ARD Young Reporter zu Gast im NDR
Dürft ihr alles berichten, was ihr wollt? Wie entscheidet ihr, welche Themen in die Sendung kommen? Und warum berichtet ihr mehr über Israel als über Gaza? Schülerinnen und Schüler der 7. Klassen der Erich Kästner Schule (EKS) in Hamburg-Farmsen haben mit Journalist*innen über Nachrichtenproduktion diskutiert.

----------------

→ **AUFGABEN ZUR ÜBUNG**:
[1] Welche Klassenstufe hatten die Schülerinnen und Schüler, die laut dem Lesetext über den NDR-Besuch mit Journalist*innen diskutiert haben?
[2] Schreibe den Lesetext über den NDR-Besuch weiter.

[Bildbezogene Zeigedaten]

----------------

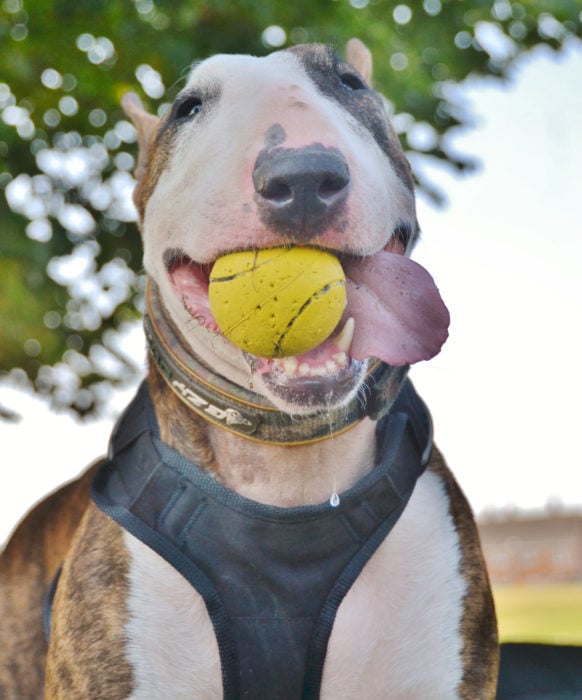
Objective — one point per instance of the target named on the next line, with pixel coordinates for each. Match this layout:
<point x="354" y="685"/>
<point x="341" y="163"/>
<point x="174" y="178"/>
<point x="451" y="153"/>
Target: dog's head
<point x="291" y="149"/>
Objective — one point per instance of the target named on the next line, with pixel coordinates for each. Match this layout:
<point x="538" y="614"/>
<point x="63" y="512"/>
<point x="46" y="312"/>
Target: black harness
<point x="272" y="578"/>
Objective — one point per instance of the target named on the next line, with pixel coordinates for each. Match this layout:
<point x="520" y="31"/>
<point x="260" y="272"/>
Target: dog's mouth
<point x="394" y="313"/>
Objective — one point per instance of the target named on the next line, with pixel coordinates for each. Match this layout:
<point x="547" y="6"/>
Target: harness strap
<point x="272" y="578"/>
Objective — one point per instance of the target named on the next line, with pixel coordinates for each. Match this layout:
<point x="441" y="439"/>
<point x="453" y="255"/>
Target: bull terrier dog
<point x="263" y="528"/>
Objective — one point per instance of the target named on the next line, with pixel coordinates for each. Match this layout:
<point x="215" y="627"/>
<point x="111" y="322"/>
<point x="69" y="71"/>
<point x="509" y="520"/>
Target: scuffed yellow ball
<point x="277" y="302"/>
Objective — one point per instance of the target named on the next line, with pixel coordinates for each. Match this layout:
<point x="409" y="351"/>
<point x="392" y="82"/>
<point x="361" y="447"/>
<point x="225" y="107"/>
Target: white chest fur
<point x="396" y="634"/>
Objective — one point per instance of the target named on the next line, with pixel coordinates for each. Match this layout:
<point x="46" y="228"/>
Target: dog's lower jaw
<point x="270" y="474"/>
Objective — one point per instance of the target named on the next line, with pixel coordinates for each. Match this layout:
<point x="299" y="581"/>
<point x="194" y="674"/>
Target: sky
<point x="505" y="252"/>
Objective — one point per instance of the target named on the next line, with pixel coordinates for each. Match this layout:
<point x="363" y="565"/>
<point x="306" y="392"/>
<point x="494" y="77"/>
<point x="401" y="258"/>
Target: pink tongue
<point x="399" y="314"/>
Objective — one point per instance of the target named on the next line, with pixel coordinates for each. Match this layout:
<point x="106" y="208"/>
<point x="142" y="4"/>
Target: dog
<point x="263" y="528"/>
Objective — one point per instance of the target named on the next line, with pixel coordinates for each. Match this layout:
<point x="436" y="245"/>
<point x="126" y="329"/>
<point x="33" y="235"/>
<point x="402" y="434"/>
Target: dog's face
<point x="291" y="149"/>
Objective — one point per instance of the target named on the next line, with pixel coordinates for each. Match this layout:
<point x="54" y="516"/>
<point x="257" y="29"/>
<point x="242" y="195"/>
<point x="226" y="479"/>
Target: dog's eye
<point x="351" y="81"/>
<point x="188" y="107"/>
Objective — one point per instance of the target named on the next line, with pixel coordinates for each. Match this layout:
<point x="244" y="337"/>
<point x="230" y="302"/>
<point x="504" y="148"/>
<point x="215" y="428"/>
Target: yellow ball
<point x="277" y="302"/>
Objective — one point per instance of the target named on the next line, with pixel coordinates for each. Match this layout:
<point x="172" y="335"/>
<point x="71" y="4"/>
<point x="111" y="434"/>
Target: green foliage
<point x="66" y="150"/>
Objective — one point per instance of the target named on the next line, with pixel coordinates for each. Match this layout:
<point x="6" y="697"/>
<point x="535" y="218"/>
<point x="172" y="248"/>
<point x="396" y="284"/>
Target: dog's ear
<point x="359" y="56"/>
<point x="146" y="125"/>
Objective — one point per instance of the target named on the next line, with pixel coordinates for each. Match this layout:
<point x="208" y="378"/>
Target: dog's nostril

----------------

→ **LÖSUNGEN NACH NUMMER**:
[1] Sie gingen in die 7. Klassen.

[2]
"Da kommt einer, das ist Thorsten!" rufen die Siebtklässler durcheinander. Ungläubiges Kopfschütteln, breites Grinsen: 19 Jungen und Mädchen der Erich Kästner Schule stehen vor der Glasscheibe des tagesschau Studios, in dem sich Moderator Thorsten Schröder gerade für die Sendung bereit macht. Während er den ersten Beitrag anmoderiert schauen die Schüler*innen ihm abwechselnd im Livestream auf dem Handy und in echt bei seiner Arbeit zu - und können ihr Glück kaum fassen. "Das hätte ich nicht gedacht, dass wir sogar da hin dürfen, wo die gerade live etwas aufnehmen", sagt Jessie. Lehrerin Rebecca Lembcke ist ganz gerührt von so viel lautstarker Begeisterung. Als Thorsten Schröder schließlich aus dem Studio kommt und ahnungslos in die Schülergruppe stolpert, beginnt ein wahrer Selfie-Marathon.
Schüler des Projekts "Young Reporter"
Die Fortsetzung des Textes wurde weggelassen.